For each line of the listing that holds "below", show the full line.

***** Record excerpts

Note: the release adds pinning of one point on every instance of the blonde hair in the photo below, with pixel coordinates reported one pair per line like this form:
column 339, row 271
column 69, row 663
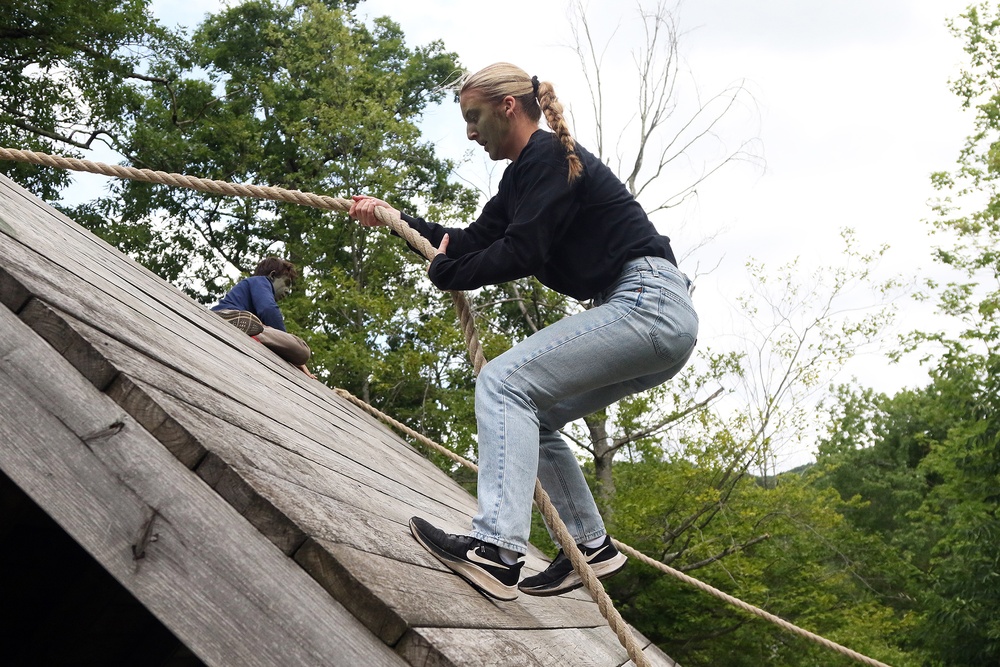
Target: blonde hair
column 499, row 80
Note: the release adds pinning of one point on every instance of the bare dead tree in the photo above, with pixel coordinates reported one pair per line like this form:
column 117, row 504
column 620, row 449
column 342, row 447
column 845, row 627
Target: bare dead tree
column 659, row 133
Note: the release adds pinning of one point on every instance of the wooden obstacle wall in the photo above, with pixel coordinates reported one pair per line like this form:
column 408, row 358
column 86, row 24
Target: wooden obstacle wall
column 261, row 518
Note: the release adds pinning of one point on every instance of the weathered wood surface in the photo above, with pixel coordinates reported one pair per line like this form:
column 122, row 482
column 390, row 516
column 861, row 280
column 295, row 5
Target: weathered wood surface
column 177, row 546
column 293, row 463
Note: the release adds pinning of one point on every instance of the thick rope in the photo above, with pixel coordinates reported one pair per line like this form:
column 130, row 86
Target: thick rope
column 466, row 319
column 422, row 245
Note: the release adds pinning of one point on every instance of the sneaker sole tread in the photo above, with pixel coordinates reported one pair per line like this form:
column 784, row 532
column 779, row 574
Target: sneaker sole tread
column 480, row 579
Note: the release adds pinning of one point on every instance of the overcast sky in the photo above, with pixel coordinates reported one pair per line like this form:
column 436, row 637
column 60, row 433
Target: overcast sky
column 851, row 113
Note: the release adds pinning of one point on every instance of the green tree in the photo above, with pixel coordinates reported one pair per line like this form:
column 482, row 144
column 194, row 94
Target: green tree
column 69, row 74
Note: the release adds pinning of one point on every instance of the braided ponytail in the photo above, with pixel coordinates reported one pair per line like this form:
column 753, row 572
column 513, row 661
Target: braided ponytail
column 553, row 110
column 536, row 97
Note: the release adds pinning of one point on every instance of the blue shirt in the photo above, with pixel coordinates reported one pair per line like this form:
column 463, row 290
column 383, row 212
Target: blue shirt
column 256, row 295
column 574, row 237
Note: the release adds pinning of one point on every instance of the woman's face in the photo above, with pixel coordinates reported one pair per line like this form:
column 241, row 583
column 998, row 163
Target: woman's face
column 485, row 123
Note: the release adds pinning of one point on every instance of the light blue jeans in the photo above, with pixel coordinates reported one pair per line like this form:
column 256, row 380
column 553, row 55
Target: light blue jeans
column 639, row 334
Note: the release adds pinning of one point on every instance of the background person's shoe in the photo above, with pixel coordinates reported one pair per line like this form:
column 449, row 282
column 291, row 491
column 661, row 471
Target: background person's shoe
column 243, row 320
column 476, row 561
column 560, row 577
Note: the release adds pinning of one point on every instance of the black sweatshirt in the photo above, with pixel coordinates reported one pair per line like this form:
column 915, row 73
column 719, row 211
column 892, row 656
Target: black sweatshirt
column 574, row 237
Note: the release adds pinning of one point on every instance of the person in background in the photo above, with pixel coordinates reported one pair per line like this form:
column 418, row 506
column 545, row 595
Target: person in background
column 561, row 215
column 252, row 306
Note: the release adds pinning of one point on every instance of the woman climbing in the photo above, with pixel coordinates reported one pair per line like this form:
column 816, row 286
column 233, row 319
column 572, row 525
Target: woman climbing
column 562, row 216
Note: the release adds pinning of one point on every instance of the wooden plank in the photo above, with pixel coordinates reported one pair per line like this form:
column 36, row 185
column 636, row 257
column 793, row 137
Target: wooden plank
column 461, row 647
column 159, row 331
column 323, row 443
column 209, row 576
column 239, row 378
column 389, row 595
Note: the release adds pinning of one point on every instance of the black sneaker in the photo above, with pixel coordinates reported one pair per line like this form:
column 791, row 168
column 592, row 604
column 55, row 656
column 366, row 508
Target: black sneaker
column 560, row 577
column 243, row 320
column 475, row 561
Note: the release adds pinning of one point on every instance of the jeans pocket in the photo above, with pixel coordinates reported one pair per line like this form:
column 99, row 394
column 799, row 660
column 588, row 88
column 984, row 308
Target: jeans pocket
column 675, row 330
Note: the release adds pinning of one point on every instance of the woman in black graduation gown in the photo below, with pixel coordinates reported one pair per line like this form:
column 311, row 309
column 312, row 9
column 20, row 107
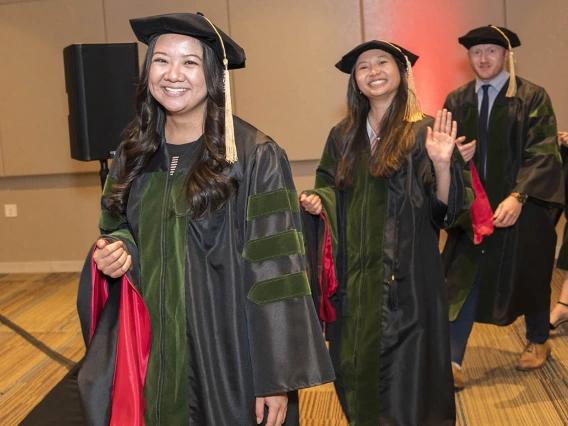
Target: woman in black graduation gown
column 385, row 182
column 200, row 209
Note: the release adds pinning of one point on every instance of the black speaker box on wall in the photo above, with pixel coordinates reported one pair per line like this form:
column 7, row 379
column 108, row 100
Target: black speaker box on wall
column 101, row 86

**********

Task result:
Note: the release adds pinning of one point on every instance of the blonde hair in the photo below, with pixel coordinates reported one pair per line like this form:
Note: the release adds pinning of one point on every instance of the woman in black graduation gown in the photo below, with pixel coordinates reported one pair per line like this form:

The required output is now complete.